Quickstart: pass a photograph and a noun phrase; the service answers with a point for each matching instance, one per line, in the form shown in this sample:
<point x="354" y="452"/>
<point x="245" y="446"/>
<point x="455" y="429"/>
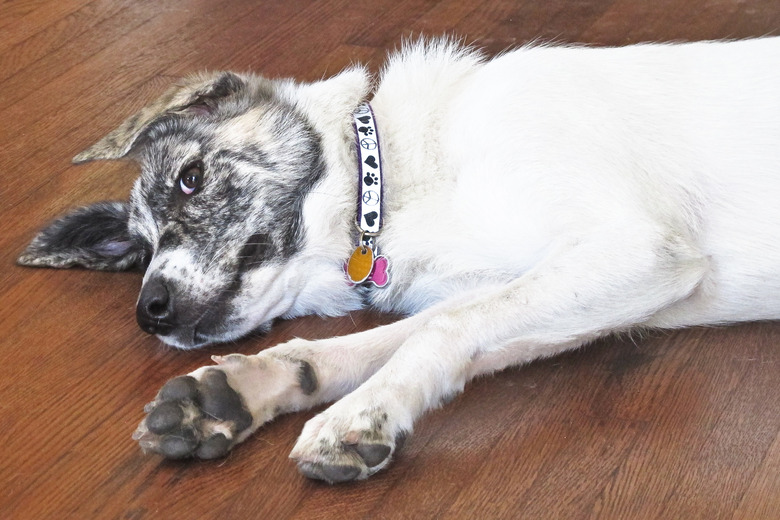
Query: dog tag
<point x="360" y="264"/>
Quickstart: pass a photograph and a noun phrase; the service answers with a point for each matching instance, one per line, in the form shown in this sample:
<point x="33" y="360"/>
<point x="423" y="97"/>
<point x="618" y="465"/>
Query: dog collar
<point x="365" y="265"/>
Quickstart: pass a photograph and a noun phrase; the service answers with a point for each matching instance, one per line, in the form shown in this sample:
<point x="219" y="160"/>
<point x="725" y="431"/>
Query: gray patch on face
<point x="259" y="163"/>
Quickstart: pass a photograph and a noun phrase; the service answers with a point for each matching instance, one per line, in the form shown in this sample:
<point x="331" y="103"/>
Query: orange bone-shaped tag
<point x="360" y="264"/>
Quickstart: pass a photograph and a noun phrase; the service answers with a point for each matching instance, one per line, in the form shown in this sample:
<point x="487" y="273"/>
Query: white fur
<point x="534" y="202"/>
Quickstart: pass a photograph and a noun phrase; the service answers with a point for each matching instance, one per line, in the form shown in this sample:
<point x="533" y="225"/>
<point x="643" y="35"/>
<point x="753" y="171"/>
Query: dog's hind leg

**Objective:** Print the whole listing above once more, word for word, without its pictures.

**Completed task:**
Quickstart: pass a photograph and a noun phrase; the service answers with a point for each matching instance, one per line, in the form shown in this sample:
<point x="354" y="452"/>
<point x="245" y="446"/>
<point x="455" y="429"/>
Query: dog tag
<point x="360" y="264"/>
Quickstart: pass a photograph and a noun phrase; the service answers with a point for each matching instance, one per line, in the form shown in this sample:
<point x="33" y="360"/>
<point x="423" y="97"/>
<point x="618" y="465"/>
Query: dog collar
<point x="365" y="265"/>
Quickstart: pass a photograph and a noun phrase; the service answers with a point for each matching instance, one per line, in the form shown in this sample:
<point x="219" y="160"/>
<point x="725" y="431"/>
Query: gray patch on face
<point x="259" y="163"/>
Quickstart: pass a photograph and a noun phrase; the service answers with a point for each matching instance, one per line, in the form shown in this sample:
<point x="331" y="103"/>
Query: orange bone-shaped tag
<point x="360" y="264"/>
Quickstart: pass a photograph and a noun phrase; the service answers with a point for each matching instance, one per line, in the form shown in this sample:
<point x="487" y="273"/>
Query: white fur
<point x="534" y="202"/>
Quickstart: pass a photograph and a noun phrase; the service answers with a point for each matching instance, one per line, in the form shown in this sample:
<point x="533" y="225"/>
<point x="643" y="35"/>
<point x="753" y="171"/>
Query: dog's hind leg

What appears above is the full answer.